**Passage**

>>>>

PT is a legal entity to run a business that has capital consisting of shares. The company is owned by shareholders, and the company's shares are not registered to certain owners, so that they may be traded on the public stock market. (source: Wikipedia)
CV is a partnership established by a person or persons who entrusts money or goods to a person or persons who run the company and act as a leader. CVs are usually established by deed and must be registered. But this fellowship is not a legal entity (same as a firm), so it does not have its own wealth. (source: Wikipedia)
PT and CV certainly have advantages and disadvantages of each. Here are some benefits of PT and CV that you can consider to the needs of your own company, so you will be able to choose between PT or CV to register your company in Indonesia.
1. More Evident Ownership System
Ownership System in PT is prepared based on share ownership. This will be very helpful if at anytime you want to sell your ownership.
2. Broader Business Access
If you want the company to have wider business access such as following the project, then setting up PT is the right choice. Most public and private tender projects only accept the participation of companies with the form of PT.
3. More Diverse Business Activity
Several business fields are required by law to use a business entity to operate. If you want to build a business in specific areas such as Bank, Hospital, outsourcing services or foreign investment, then you are advised to choose a business entity PT.
4. Having a Legal Entity
The business form of PT is authorized by Kemenkumham (Ministry of Law and Human Rights). This is actually beneficial because the business form of PT is safer in law.

<<<<

**Task to complete**
Pick up the passage on choosing between a PT and a CV in Indonesia after its final sentence and keep writing it.

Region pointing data
>>>>

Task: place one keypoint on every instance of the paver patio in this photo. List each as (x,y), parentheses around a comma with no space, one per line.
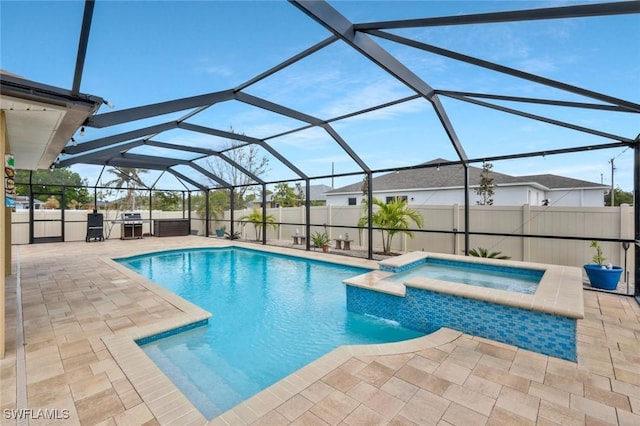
(75,356)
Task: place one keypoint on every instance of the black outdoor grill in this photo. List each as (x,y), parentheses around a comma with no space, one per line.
(94,227)
(131,226)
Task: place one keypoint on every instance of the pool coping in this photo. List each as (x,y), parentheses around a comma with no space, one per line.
(170,406)
(564,299)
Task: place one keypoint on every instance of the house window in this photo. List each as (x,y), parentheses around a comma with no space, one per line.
(397,197)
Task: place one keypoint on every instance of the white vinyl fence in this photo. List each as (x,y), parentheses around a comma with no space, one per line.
(597,222)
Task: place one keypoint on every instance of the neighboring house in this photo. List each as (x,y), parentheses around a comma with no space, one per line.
(444,185)
(317,197)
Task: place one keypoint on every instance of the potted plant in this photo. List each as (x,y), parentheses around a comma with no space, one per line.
(601,275)
(320,240)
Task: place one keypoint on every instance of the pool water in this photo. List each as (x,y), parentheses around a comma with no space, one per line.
(520,280)
(271,315)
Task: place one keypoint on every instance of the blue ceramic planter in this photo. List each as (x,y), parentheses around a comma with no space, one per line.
(606,279)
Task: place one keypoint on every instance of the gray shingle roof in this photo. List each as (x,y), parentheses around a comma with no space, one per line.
(452,176)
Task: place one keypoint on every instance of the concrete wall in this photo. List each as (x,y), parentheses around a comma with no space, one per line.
(76,224)
(5,237)
(504,196)
(599,222)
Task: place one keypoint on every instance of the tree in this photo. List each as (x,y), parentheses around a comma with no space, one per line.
(129,178)
(64,180)
(300,197)
(166,200)
(284,195)
(256,218)
(246,155)
(619,197)
(218,203)
(485,190)
(392,218)
(52,203)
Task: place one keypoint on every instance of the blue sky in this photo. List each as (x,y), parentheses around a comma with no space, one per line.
(152,51)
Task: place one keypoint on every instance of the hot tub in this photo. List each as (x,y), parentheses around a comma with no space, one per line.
(544,321)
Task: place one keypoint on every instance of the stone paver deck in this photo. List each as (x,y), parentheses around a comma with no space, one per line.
(73,356)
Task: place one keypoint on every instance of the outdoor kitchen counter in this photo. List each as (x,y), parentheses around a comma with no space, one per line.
(170,227)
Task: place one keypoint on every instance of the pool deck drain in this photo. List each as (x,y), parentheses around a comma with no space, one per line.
(81,313)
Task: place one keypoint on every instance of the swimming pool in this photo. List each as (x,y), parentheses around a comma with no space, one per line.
(521,280)
(271,315)
(543,321)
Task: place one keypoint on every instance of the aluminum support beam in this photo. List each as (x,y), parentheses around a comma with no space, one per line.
(120,137)
(82,45)
(579,11)
(138,113)
(278,109)
(208,152)
(187,179)
(553,102)
(316,47)
(208,174)
(244,138)
(103,154)
(545,119)
(636,215)
(506,70)
(355,157)
(328,17)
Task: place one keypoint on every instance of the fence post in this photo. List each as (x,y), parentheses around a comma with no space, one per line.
(526,227)
(626,232)
(456,226)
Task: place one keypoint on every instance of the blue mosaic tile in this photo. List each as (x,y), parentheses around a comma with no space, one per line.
(402,268)
(426,311)
(173,331)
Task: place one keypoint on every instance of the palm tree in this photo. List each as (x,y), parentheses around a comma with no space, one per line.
(393,217)
(256,218)
(483,252)
(128,177)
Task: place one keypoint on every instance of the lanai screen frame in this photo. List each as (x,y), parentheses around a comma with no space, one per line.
(113,150)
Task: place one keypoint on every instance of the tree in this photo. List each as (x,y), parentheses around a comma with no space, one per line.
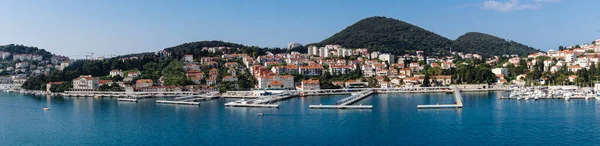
(426,82)
(104,87)
(117,78)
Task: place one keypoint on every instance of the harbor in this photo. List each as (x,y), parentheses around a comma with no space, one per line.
(458,101)
(346,102)
(562,93)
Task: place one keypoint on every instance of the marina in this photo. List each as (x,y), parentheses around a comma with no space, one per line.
(458,102)
(485,115)
(346,102)
(566,93)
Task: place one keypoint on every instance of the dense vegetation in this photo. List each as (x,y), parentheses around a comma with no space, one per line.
(151,66)
(394,36)
(489,45)
(387,35)
(21,49)
(195,48)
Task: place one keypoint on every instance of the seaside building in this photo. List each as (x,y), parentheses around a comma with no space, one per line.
(116,72)
(85,82)
(311,70)
(276,81)
(188,58)
(310,85)
(143,83)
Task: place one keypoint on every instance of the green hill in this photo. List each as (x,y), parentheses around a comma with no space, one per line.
(489,45)
(387,35)
(21,49)
(394,36)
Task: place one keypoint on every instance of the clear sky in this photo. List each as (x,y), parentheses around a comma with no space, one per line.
(107,27)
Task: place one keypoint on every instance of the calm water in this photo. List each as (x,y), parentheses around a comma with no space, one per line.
(395,120)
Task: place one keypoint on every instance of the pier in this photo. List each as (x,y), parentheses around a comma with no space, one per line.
(458,102)
(263,102)
(189,100)
(127,99)
(346,102)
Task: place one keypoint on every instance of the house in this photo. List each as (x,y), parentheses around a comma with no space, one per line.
(195,75)
(103,82)
(311,70)
(116,72)
(211,80)
(21,64)
(385,85)
(143,83)
(232,71)
(231,65)
(50,84)
(343,69)
(572,78)
(448,65)
(161,89)
(213,72)
(310,85)
(574,68)
(85,82)
(191,66)
(355,84)
(521,76)
(188,58)
(133,74)
(499,71)
(229,79)
(276,81)
(441,80)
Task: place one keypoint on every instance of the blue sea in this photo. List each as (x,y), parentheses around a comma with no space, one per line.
(394,120)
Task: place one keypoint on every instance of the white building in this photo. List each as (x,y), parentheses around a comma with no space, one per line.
(337,70)
(21,64)
(498,71)
(314,70)
(294,45)
(374,55)
(64,65)
(324,52)
(310,85)
(313,50)
(188,58)
(85,83)
(387,57)
(276,81)
(116,72)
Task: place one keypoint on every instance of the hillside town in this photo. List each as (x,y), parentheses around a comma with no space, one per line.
(329,67)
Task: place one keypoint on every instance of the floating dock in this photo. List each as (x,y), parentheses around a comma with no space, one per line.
(178,102)
(439,106)
(341,106)
(265,102)
(346,102)
(233,104)
(458,103)
(127,99)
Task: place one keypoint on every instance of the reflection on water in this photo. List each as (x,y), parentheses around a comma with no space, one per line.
(394,118)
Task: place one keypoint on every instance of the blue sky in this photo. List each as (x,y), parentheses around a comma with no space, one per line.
(119,27)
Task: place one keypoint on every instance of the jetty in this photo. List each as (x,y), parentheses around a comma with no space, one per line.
(190,100)
(346,102)
(458,102)
(263,102)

<<<<

**Your response**
1. There is no Minimum Capital
To establish a PT, you must start a business with a minimum deposit of over 50 million rupiah. But if you set up a CV, you do not have to have the minimum capital and can remain standing and operating.
2. More Appropriate Company Name
Often in making PT, your name choice must be replaced as it has been used by other companies. But if setting up a CV, this rule does not apply so you can use the desired name to do your business activity.
3. Faster Decision Making System
Unlike the PT where major decision-making must be approved first through the AGMS (General Meeting of Shareholders), this rule does not apply in the business form of CV. So, if the company is in a situation where a quick decision must be made, the CV can take a decision directly without having to go through the process of meeting and execute for the benefit of the company. This also applies to changes to the articles of association. Owners can directly make changes deed to make changes deed without conducting board meetings.
4. Easier Taxation System
CV is not a business entity with legal entity. This may seem a drawback, but it is actually beneficial in terms of taxes. The CV earnings received at the end of the year are taxed only once for corporate taxes. The share profits received by the owner of the CV is not taxed and is included in nonobject PPh (Income Tax).
In the end the entrepreneur must re-adjust to the needs of the company itself, just decided to choose a company form between PT or CV, each of which has advantages and disadvantages.